+++ RECORDS SHOWN +++
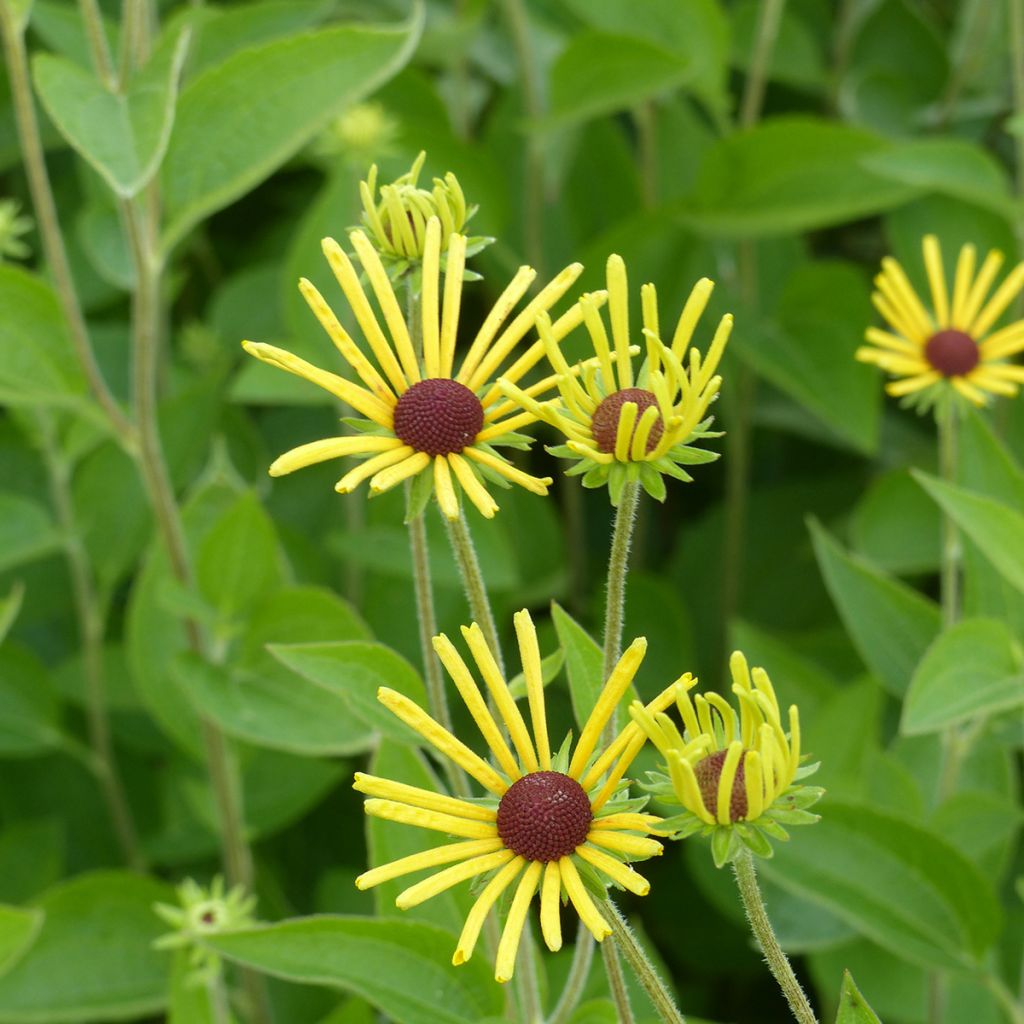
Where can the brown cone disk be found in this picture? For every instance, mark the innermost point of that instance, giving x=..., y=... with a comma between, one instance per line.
x=544, y=815
x=952, y=352
x=438, y=416
x=604, y=425
x=709, y=771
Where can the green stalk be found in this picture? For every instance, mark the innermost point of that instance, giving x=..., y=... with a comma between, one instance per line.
x=49, y=226
x=642, y=967
x=778, y=964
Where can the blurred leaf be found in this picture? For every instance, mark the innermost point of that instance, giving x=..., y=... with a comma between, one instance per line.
x=366, y=955
x=808, y=350
x=27, y=530
x=93, y=960
x=123, y=135
x=353, y=673
x=994, y=527
x=788, y=174
x=897, y=883
x=289, y=88
x=599, y=73
x=18, y=929
x=853, y=1009
x=890, y=624
x=973, y=669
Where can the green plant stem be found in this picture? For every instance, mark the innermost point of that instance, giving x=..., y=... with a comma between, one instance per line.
x=45, y=210
x=642, y=967
x=583, y=956
x=778, y=964
x=88, y=611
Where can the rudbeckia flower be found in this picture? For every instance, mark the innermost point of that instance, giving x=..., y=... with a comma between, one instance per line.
x=549, y=819
x=952, y=343
x=623, y=425
x=425, y=419
x=734, y=774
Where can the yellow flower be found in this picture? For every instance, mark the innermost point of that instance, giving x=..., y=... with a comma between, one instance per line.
x=951, y=344
x=623, y=426
x=550, y=818
x=734, y=774
x=425, y=419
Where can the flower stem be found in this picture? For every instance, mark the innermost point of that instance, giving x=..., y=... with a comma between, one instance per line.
x=614, y=608
x=778, y=964
x=642, y=967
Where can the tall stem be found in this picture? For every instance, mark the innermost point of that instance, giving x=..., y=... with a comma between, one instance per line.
x=90, y=627
x=642, y=967
x=778, y=964
x=49, y=225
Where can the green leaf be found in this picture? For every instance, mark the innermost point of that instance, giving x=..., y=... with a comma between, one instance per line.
x=790, y=174
x=994, y=527
x=599, y=73
x=18, y=929
x=973, y=669
x=368, y=956
x=353, y=673
x=123, y=136
x=93, y=958
x=898, y=884
x=890, y=624
x=288, y=715
x=240, y=121
x=238, y=559
x=27, y=530
x=853, y=1008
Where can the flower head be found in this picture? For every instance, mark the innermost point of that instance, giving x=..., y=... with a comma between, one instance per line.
x=396, y=217
x=623, y=426
x=424, y=420
x=734, y=774
x=203, y=912
x=550, y=820
x=949, y=349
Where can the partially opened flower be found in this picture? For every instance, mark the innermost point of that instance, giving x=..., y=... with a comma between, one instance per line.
x=550, y=818
x=425, y=419
x=734, y=774
x=952, y=344
x=624, y=425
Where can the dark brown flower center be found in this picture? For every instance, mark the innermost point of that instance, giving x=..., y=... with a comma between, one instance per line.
x=438, y=416
x=604, y=424
x=544, y=816
x=709, y=771
x=952, y=352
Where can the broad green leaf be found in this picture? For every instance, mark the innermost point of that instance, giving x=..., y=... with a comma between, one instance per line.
x=123, y=136
x=599, y=73
x=285, y=714
x=853, y=1008
x=898, y=884
x=18, y=929
x=807, y=350
x=368, y=956
x=29, y=710
x=238, y=559
x=352, y=673
x=996, y=528
x=973, y=669
x=93, y=960
x=955, y=167
x=240, y=121
x=27, y=530
x=889, y=624
x=788, y=174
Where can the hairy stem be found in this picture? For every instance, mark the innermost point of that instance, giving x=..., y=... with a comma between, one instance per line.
x=778, y=964
x=49, y=226
x=642, y=967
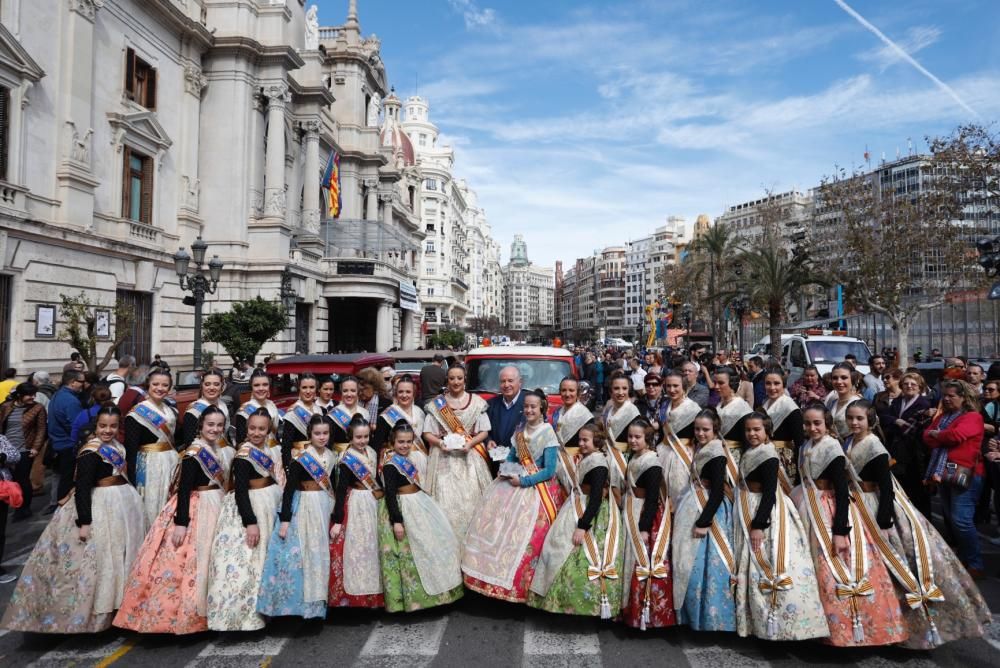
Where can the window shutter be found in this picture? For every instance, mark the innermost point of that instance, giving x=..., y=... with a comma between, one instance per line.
x=126, y=180
x=146, y=208
x=150, y=89
x=130, y=72
x=4, y=130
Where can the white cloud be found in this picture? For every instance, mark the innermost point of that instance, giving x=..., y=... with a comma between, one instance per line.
x=475, y=18
x=917, y=39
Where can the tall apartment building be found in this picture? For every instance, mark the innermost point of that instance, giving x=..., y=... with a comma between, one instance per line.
x=529, y=291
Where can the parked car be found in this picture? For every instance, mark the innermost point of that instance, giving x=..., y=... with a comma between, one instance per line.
x=822, y=348
x=541, y=367
x=284, y=373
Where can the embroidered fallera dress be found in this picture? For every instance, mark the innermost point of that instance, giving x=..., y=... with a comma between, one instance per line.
x=355, y=576
x=457, y=480
x=704, y=569
x=777, y=597
x=423, y=570
x=296, y=576
x=647, y=599
x=68, y=586
x=675, y=452
x=151, y=455
x=939, y=599
x=167, y=590
x=507, y=533
x=235, y=572
x=584, y=579
x=857, y=594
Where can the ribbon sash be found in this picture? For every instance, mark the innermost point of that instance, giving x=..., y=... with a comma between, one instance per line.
x=773, y=580
x=721, y=541
x=359, y=468
x=341, y=417
x=315, y=470
x=155, y=421
x=209, y=464
x=850, y=585
x=454, y=425
x=109, y=453
x=528, y=462
x=406, y=467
+++
**TASK DESCRIPTION:** Copy all of the material above line for line, without changing anything, and leave out the pictures.

**COMPLETED EXERCISE:**
Where can the brown cone disk be found in this picture? For every instance, mark the innermost point of that instance, giving x=..., y=... with a comma between, one instance per line.
x=544, y=815
x=952, y=352
x=438, y=416
x=604, y=425
x=709, y=771
Where can the green stalk be found in this picture? For every instance, mark the innermost point of that instance, giving x=..., y=... with a comma between, one instance per line.
x=49, y=226
x=642, y=967
x=778, y=964
Where can the blurred leaf be found in this picture? For every instance, mark the innermost point of that instance, giving x=..., y=... with a comma between, one instance per line.
x=366, y=955
x=808, y=350
x=27, y=530
x=93, y=960
x=123, y=135
x=353, y=673
x=994, y=527
x=788, y=174
x=897, y=883
x=289, y=88
x=599, y=73
x=18, y=929
x=853, y=1009
x=890, y=624
x=973, y=669
Where can the green plant stem be found in this picture? For every instance, mark the innermost point of that instance, giving x=..., y=... with a comma between, one instance per line.
x=45, y=210
x=642, y=967
x=583, y=956
x=778, y=964
x=88, y=611
Where can the rudbeckia flower be found in this picture? For every instance, mark the innermost point of that instance, giving x=..., y=... with a comma between, one instance per line.
x=549, y=819
x=952, y=343
x=623, y=425
x=425, y=419
x=734, y=774
Where can the yellow flower be found in this picture? For every instance, mark the innermost point of that instance, giving x=..., y=... with a comma between, one instance per line.
x=951, y=344
x=623, y=426
x=550, y=818
x=734, y=774
x=425, y=419
Where can the flower stem be found in this picture? For every instance, mark the innermost point of that instance, giving x=..., y=... with a comma between, one instance per line.
x=614, y=608
x=778, y=964
x=642, y=967
Where can the tall stem be found in this picture? For every instance, mark the innermost point of that instance, giving x=..., y=... with a comma between, one instance per line.
x=90, y=627
x=642, y=967
x=778, y=964
x=49, y=225
Where can the green leaf be found in this picture? For every instance, mark the innermost point of that instance, giving x=..., y=... with a comma between, one instance per line.
x=790, y=174
x=994, y=527
x=599, y=73
x=18, y=929
x=973, y=669
x=368, y=956
x=353, y=673
x=123, y=136
x=93, y=958
x=898, y=884
x=890, y=624
x=288, y=715
x=240, y=121
x=238, y=559
x=27, y=530
x=853, y=1008
Where can the flower head be found in this picture? For every instance, mark the innermost point of that instance, giving x=..., y=... with a comma between, one instance per line.
x=396, y=217
x=623, y=426
x=424, y=420
x=734, y=774
x=203, y=912
x=550, y=820
x=949, y=349
Where can the partially opened flower be found in this picture? For every instance, mark the innermost point of that instance, giving x=..., y=... with a comma between, one instance per line.
x=550, y=818
x=425, y=419
x=734, y=774
x=952, y=344
x=624, y=425
Where can the dark brown flower center be found in this picture? For every instance, mark the innermost point of that instance, giving x=..., y=... with a comma between, one instance per line.
x=438, y=416
x=604, y=424
x=544, y=816
x=709, y=771
x=952, y=352
Where can the broad green leaf be found in this picture? For every instance, mark the innermost point of that instance, giving x=..., y=... with a comma between, one instance per line.
x=123, y=136
x=599, y=73
x=285, y=714
x=853, y=1008
x=898, y=884
x=18, y=929
x=807, y=350
x=368, y=956
x=29, y=710
x=238, y=559
x=352, y=673
x=996, y=528
x=973, y=669
x=93, y=960
x=955, y=167
x=240, y=121
x=27, y=530
x=889, y=624
x=788, y=174
Where can the hairy stem be found in this picture? For every instance, mark the innermost point of that instance, giving x=..., y=... with a comma between, one instance per line.
x=778, y=964
x=49, y=226
x=642, y=967
Where can the window shutter be found in this picture? For every instance, mark the innermost point of that instance, giving x=..., y=... with a comma between, one instance per line.
x=126, y=180
x=146, y=208
x=150, y=89
x=130, y=72
x=4, y=130
Where can the white cloud be found in this picture? For every instance, mark the innermost point of that instance, giving x=..., y=... with a comma between, one instance per line.
x=475, y=18
x=917, y=39
Where can the tall apartment building be found in this picture? For every instance, mark the innermost point of that instance, giving x=..., y=... with a comma between, one instance per line.
x=529, y=291
Where can the parked car be found in this picture? For every instance, mark the innermost point of that instance, giving x=..., y=... with a comma between, one instance per line.
x=822, y=348
x=541, y=367
x=284, y=373
Where can the embroidered fallera dress be found in this picture? For every instance, mark the innermost point of that instance, giving x=..., y=... with a comma between, one instance per line.
x=355, y=576
x=457, y=480
x=704, y=569
x=777, y=597
x=423, y=570
x=296, y=576
x=647, y=599
x=68, y=586
x=675, y=452
x=151, y=455
x=939, y=599
x=167, y=590
x=507, y=533
x=235, y=572
x=584, y=579
x=857, y=594
Where can the ribbon sash be found in this picture? For every instance, mark the innermost point of that instance, giving x=..., y=... with a comma between, one instance per line.
x=773, y=580
x=721, y=541
x=359, y=468
x=341, y=417
x=315, y=470
x=155, y=421
x=209, y=464
x=850, y=585
x=454, y=425
x=109, y=453
x=528, y=462
x=406, y=467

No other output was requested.